◆ **PROBLEM DESCRIPTION**
Both ends included, set down the lines from the line containing "Mark the green" through the last line of the records below, without pictures.

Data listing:
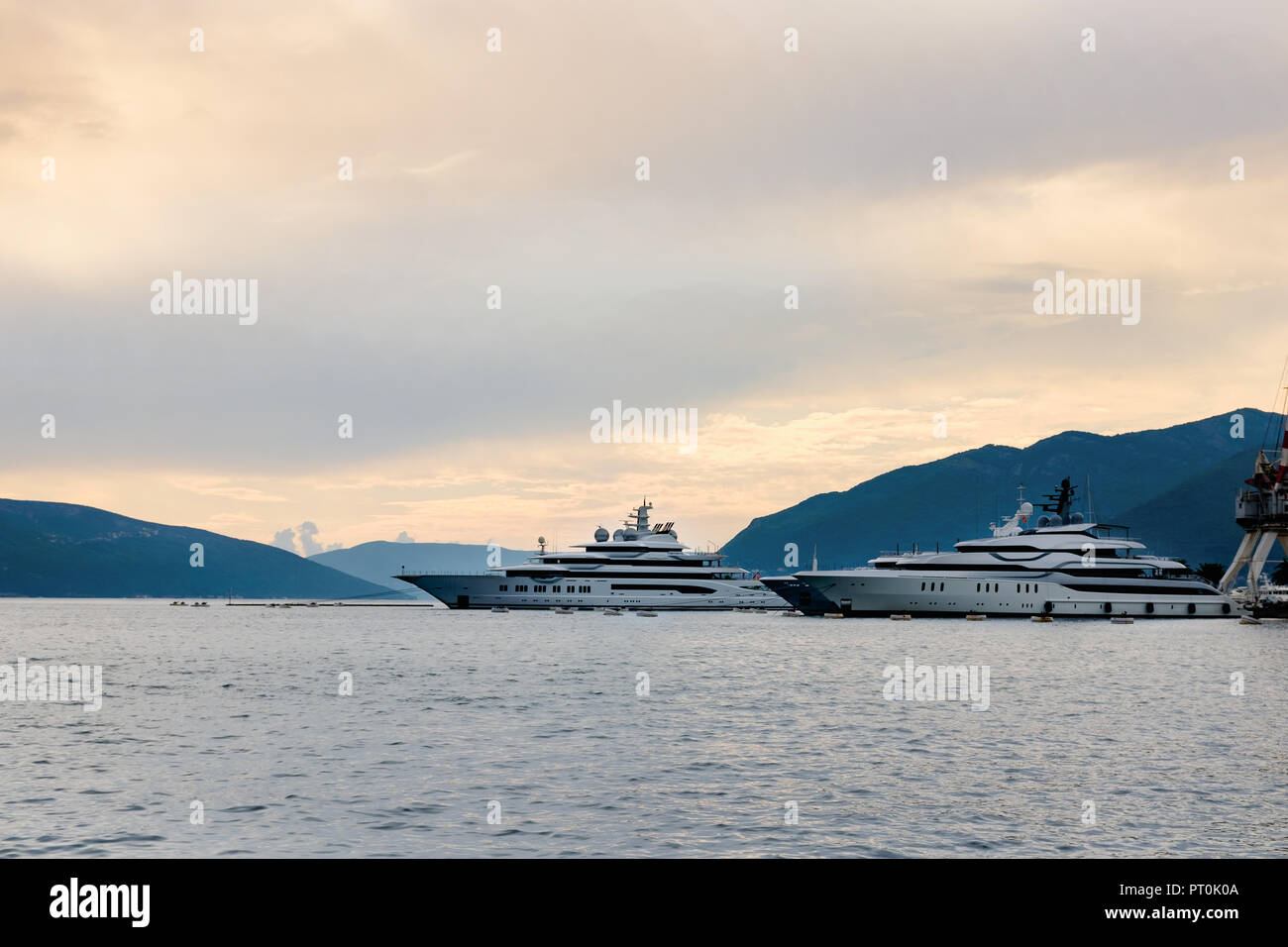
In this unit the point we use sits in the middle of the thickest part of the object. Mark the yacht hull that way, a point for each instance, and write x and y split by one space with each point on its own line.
880 592
485 591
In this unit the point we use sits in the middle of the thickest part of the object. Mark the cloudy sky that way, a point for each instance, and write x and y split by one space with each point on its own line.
125 157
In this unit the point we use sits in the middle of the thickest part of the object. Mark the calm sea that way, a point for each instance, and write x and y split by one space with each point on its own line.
472 733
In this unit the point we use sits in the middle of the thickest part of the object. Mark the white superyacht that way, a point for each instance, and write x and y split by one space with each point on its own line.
636 569
1050 565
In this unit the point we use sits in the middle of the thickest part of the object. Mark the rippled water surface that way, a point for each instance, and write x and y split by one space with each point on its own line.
239 707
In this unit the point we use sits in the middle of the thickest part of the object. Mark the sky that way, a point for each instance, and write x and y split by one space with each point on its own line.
497 266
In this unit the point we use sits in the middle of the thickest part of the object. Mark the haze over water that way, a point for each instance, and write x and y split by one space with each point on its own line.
239 707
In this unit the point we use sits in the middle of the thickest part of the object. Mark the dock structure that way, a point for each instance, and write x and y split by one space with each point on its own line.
1261 509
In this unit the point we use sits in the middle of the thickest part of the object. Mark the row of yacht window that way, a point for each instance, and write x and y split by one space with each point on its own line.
554 589
986 586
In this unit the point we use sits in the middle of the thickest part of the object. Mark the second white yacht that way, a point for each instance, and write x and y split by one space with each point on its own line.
636 569
1050 565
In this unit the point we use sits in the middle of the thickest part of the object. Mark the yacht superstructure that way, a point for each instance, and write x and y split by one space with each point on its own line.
1052 564
638 567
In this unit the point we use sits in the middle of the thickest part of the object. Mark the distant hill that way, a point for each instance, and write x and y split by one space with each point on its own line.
376 562
55 549
1173 487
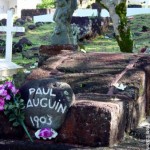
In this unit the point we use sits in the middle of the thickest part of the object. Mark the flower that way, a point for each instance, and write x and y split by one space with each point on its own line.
46 133
12 105
2 103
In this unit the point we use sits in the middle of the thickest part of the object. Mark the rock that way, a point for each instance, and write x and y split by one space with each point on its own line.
38 24
145 28
19 22
98 7
31 27
47 102
94 123
31 53
134 6
17 47
25 41
84 25
3 22
52 50
18 34
28 19
2 49
2 42
7 130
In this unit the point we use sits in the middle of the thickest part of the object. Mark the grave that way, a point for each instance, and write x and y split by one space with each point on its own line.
7 67
102 111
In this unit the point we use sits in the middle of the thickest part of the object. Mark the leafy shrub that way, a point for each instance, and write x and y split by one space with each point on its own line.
46 4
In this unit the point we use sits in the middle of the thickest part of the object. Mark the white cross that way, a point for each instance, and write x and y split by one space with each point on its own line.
9 29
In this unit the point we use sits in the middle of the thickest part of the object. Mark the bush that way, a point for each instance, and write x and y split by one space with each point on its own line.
46 4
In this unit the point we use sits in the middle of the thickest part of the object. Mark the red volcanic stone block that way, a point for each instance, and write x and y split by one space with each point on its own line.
93 123
51 50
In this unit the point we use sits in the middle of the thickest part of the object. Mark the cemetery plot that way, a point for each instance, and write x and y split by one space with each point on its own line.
104 115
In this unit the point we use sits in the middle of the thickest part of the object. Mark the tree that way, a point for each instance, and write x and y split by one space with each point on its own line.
46 4
118 10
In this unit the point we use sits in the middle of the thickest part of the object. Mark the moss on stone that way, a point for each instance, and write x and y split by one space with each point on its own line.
125 40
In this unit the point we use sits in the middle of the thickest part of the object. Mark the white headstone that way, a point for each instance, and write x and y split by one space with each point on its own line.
9 29
7 67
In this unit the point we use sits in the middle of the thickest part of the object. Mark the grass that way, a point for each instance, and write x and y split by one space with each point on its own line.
41 36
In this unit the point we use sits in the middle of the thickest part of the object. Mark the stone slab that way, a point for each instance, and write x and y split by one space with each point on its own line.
94 123
8 69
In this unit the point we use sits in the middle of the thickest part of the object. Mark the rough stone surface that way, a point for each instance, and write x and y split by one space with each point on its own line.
92 77
47 102
7 130
100 122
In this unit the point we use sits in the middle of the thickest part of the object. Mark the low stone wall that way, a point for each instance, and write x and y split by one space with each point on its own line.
34 12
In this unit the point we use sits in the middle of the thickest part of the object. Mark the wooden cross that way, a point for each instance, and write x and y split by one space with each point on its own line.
9 29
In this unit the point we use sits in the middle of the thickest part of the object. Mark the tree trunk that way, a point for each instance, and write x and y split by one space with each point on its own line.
117 10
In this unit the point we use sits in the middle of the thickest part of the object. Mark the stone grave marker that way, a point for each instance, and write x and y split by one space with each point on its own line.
47 102
7 67
78 12
130 11
9 29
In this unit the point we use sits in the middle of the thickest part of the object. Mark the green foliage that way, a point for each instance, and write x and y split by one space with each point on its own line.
46 4
15 111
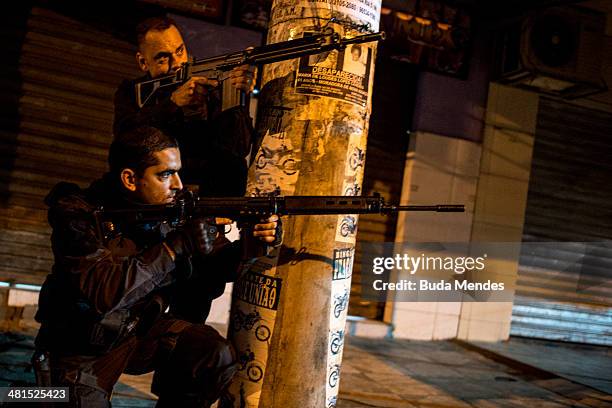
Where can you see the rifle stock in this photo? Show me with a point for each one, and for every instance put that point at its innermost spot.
(247, 210)
(218, 67)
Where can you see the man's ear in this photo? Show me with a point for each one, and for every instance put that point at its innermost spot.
(142, 62)
(128, 179)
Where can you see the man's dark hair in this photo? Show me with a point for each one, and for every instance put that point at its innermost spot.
(160, 23)
(134, 149)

◆ **SOLUTION TO THIS EXERCISE**
In this unit the point we use sits in the middle of the thickest part of the object. Mark the green foliage that way, a point for each instance, and write x and y split by one space with each point on its own line.
46 4
15 111
Where can you see the rifle stock in this photo? Show me with a point for each one, and for every instance put that point at its innermost spot.
(247, 210)
(218, 67)
Where can you see the man's ear in this photo? Show me with a point for each one, and for every instance put that point at its innermost spot.
(142, 62)
(128, 179)
Where can you see the man's dark hair in this photo? Show me with a point for each one, and for every instance put that point at its innermost spot.
(160, 23)
(134, 149)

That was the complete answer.